Information shown:
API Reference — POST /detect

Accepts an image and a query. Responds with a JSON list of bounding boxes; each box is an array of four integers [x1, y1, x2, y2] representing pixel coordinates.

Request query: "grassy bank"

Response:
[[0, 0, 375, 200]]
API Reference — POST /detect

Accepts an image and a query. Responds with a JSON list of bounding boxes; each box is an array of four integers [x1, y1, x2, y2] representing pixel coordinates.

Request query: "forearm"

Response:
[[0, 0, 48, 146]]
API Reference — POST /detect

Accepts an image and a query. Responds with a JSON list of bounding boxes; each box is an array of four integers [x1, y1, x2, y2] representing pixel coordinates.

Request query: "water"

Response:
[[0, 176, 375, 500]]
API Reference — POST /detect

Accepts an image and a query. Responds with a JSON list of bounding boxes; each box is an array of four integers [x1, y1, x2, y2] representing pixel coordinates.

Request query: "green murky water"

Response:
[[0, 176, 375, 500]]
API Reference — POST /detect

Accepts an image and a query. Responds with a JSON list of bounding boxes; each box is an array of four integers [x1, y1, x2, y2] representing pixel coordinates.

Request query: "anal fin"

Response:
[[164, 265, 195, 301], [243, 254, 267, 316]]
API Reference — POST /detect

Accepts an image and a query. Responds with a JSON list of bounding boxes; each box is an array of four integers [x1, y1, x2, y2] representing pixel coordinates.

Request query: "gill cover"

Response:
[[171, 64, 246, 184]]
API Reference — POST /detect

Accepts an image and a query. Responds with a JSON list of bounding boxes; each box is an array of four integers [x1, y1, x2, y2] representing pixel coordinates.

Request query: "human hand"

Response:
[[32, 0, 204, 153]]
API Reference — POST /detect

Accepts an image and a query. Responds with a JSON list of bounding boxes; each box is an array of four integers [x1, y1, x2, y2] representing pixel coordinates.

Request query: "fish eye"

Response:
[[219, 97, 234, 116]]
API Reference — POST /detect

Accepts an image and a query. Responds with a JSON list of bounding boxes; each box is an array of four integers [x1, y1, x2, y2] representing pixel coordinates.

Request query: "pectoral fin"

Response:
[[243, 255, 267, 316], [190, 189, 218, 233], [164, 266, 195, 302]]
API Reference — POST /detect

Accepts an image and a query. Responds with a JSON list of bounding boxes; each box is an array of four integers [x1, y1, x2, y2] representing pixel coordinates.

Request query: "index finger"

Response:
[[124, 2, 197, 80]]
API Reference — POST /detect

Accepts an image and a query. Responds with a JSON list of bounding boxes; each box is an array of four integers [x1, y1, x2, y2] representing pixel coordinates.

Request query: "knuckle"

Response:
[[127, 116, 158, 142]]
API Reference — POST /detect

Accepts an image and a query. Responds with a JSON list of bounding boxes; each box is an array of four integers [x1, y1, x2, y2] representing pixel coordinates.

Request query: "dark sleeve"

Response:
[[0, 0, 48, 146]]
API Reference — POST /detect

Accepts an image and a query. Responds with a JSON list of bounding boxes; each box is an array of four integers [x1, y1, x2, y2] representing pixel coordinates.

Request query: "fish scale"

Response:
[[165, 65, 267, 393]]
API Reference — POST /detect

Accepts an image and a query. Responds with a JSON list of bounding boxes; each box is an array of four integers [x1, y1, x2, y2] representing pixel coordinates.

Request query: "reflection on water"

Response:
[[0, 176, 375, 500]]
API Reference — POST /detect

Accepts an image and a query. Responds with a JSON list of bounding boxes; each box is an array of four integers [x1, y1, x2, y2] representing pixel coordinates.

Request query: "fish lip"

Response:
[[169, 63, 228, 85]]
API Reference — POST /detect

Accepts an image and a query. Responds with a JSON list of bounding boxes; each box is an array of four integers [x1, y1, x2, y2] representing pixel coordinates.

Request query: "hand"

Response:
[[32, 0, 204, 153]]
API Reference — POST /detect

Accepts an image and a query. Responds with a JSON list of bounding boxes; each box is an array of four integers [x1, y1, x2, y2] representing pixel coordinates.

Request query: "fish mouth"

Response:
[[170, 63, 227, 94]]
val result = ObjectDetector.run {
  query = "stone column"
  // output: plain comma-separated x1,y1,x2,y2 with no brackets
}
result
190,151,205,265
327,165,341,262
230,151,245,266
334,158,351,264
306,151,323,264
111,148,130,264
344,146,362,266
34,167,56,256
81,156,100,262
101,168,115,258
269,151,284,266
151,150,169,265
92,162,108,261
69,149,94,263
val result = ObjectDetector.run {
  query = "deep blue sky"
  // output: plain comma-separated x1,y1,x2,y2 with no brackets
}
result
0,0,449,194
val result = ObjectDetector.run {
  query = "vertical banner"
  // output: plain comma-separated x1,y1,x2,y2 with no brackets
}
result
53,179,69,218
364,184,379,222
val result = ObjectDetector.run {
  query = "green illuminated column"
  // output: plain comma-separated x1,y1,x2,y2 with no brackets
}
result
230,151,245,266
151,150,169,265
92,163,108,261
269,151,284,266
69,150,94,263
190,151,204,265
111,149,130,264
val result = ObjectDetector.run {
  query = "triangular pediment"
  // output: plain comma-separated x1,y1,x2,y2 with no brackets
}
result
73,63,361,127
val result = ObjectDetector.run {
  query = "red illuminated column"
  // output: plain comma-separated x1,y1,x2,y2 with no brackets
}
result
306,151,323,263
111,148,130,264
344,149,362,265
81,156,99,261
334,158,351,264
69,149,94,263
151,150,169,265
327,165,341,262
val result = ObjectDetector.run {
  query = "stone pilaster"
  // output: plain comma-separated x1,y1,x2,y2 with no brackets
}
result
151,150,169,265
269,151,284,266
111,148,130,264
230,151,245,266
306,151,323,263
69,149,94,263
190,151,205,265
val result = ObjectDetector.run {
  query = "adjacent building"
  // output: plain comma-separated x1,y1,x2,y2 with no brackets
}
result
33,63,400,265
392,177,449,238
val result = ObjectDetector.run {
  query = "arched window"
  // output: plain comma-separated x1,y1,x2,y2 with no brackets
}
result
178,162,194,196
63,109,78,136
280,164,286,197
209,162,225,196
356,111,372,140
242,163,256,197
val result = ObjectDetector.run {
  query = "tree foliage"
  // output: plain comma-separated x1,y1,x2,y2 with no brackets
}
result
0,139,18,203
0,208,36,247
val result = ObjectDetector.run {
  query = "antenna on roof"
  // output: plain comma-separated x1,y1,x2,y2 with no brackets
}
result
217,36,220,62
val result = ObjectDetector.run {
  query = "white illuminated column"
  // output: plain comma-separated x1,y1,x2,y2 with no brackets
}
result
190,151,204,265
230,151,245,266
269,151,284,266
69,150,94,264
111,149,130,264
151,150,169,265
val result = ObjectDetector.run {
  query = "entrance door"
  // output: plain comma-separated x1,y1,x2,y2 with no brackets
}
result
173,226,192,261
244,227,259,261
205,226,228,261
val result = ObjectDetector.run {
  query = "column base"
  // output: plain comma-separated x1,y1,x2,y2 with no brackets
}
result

Given task:
Nothing should be left out: repeat all of the data exactly.

Complete output:
API Reference — POST /detect

Accepts an image and a query. Responds with a JSON list of bounding boxes; each box is an array of four integers [x1, y1, x2, y2] representing pixel coordinates.

Request query: "grassy bank"

Response:
[[0, 0, 375, 200]]
API Reference — POST /detect

Accepts an image and a query. Responds with a JSON list of bounding boxes; each box is an array of four integers [x1, y1, x2, y2] representing pixel coordinates.

Request query: "forearm"

Response:
[[0, 0, 48, 146]]
API Reference — POST /detect

Accepts an image and a query. Responds with a JSON list of bounding boxes; each box is an array of four integers [x1, y1, x2, y2] representing pixel coordinates.

Request query: "water"

Response:
[[0, 176, 375, 500]]
API Reference — POST /detect

Accepts an image and a query. Responds with a JSON list of bounding boxes; each box is an array of four integers [x1, y1, x2, y2] representing pixel coordinates.

Request query: "green murky water"

Response:
[[0, 176, 375, 500]]
API Reference — POST /detect

Accepts an image and a query. Responds with a JSON list of bounding boxes; each box is an array of four integers [x1, y1, x2, y2] representing pixel coordinates.

Request query: "anal fin"

Response:
[[164, 265, 195, 301], [243, 254, 267, 316]]
API Reference — POST /detect

Accepts an image and a query. Responds with a JSON list of bounding boxes; each box is an array of four integers [x1, y1, x2, y2] representing pixel coordinates.

Request query: "gill cover"

Response:
[[171, 64, 246, 184]]
API Reference — POST /detect

Accepts an image and a query. Responds with a JSON list of bounding boxes; each box is an array of four integers [x1, y1, x2, y2] representing pixel coordinates.

Request query: "human hand"

Response:
[[32, 0, 204, 153]]
API Reference — POST /detect

Accepts an image and a query. Responds with a JSON list of bounding boxes; each box is an array of four integers [x1, y1, x2, y2] representing pixel coordinates.

Request query: "fish eye"

Response:
[[219, 97, 234, 116]]
API Reference — POST /detect

Accepts an image and a query. Responds with a JSON list of bounding boxes; each box is an array of four integers [x1, y1, x2, y2] representing pixel coordinates.

Request query: "pectoral fin"

Response:
[[243, 255, 267, 316], [190, 189, 218, 233], [164, 266, 195, 302]]
API Reference — POST /detect

Accepts an image and a query. Responds with a JSON list of bounding boxes; each box is an array of four integers [x1, y1, x2, y2] representing pixel coordinates.

Request query: "index finger"

Response:
[[124, 2, 197, 80]]
API Reference — POST /detect

Accepts an image and a query. Responds with a JSON list of bounding boxes; each box is an array of four integers [x1, y1, x2, y2] representing pixel coordinates.

Request query: "knuckle"

Response:
[[127, 116, 158, 142]]
API Reference — POST /detect

Accepts an image and a query. Responds with a JSON list of bounding boxes; each box is an array of four integers [x1, y1, x2, y2] representing pixel coordinates.

Request query: "dark sleeve"

Response:
[[0, 0, 48, 146]]
API Reference — POST /detect

Accepts an image and a query. Responds with a JSON list of bounding boxes; each box is an array of four integers [x1, y1, x2, y2] representing pixel coordinates.

Request query: "fish scale"

Response:
[[165, 65, 267, 393]]
API Reference — POST /detect

Accepts an image and a query. Responds with a JSON list of bounding boxes; each box is an array of four integers [x1, y1, x2, y2] representing pixel coordinates.

Request query: "reflection on water"

Response:
[[0, 176, 375, 500]]
API Reference — POST /detect

Accepts an image and a query. Responds with a JSON list of bounding boxes; each box is an array of four integers [x1, y1, x2, y2] representing pixel coordinates.

Request query: "fish lip"

Response:
[[169, 63, 228, 85]]
API Reference — POST /detect

Accepts an image and a query. Responds with a JSON list of bounding boxes; each box is an array of four integers [x1, y1, x2, y2] representing pixel coordinates.

Request query: "hand"

Response:
[[32, 0, 204, 153]]
API Reference — POST /detect

Accepts an image and a query. Responds with a JSON list of bounding boxes; each box is an array of four integers [x1, y1, x2, y2] representing pixel coordinates.

Request query: "fish mouth"

Response:
[[170, 63, 227, 94]]
val result = ObjectDetector.run {
  query = "stone column"
  // output: plain comma-separated x1,y1,x2,y2 with no brackets
}
result
190,151,205,265
327,165,341,262
230,151,245,266
334,158,351,264
306,151,323,264
111,148,130,264
344,146,362,266
34,167,56,256
81,156,100,262
101,168,115,258
269,151,284,266
151,150,169,265
92,162,108,261
69,149,94,263
val result = ObjectDetector.run {
  query = "deep blue sky"
  // output: plain comma-separated x1,y1,x2,y2 with no brackets
}
result
0,0,449,194
val result = ObjectDetector.run {
  query = "vertical banner"
  // output: plain comma-separated x1,y1,x2,y2 with no brackets
}
result
53,179,69,218
364,184,379,222
val result = ObjectDetector.run {
  query = "green illuminated column"
  // output: plain comma-separated x1,y1,x2,y2 with no brackets
}
result
230,151,245,266
151,150,169,265
92,163,108,261
269,151,284,266
69,150,94,263
190,151,204,265
111,149,130,264
val result = ObjectDetector.run {
  query = "triangular pediment"
  // output: plain comma-separated x1,y1,x2,y2 with no brackets
}
result
73,63,361,127
val result = ObjectDetector.run {
  query = "red illuminated column"
  // output: plain comma-separated x1,y1,x2,y2 with no brackets
}
result
306,151,323,263
111,148,130,264
344,149,362,265
81,156,99,261
334,158,351,264
69,149,94,263
151,150,169,265
327,165,341,262
val result = ObjectDetector.run {
  query = "stone pilaster"
  // output: plain comma-separated x1,y1,x2,y2 with no brackets
}
result
151,150,169,265
269,151,284,266
111,148,130,264
230,151,245,266
306,151,323,263
69,149,94,263
190,151,205,265
val result = ObjectDetector.run {
  query = "adjacent building"
  // output: plain comma-separated x1,y1,x2,y2 with no brackets
}
result
33,63,400,265
392,177,449,238
val result = ObjectDetector.run {
  query = "arched window"
  // output: plain comma-separated x1,y1,x2,y2 with no brackets
}
result
178,162,194,196
63,109,78,136
280,164,286,197
209,162,225,196
356,111,372,140
242,163,256,197
val result = ObjectDetector.run {
  query = "tree foliage"
  // output: plain comma-separated x1,y1,x2,y2 with no brackets
}
result
0,139,18,203
0,208,36,247
val result = ObjectDetector.run {
  query = "antenna on roof"
  // output: plain comma-separated x1,y1,x2,y2 with no brackets
}
result
217,36,220,62
val result = ObjectDetector.run {
  query = "white illuminated column"
  // output: plain comma-separated x1,y1,x2,y2 with no brackets
}
result
190,151,204,265
230,151,245,266
269,151,284,266
69,150,94,264
111,149,130,264
151,150,169,265
val result = ObjectDetector.run {
  query = "entrance door"
  // output: plain comma-separated x1,y1,x2,y2 with no brackets
}
result
173,226,192,261
244,227,259,261
205,226,228,261
val result = ObjectDetector.run {
  query = "column base"
  // output: plain comma-separated x1,y1,x2,y2 with no brackets
}
result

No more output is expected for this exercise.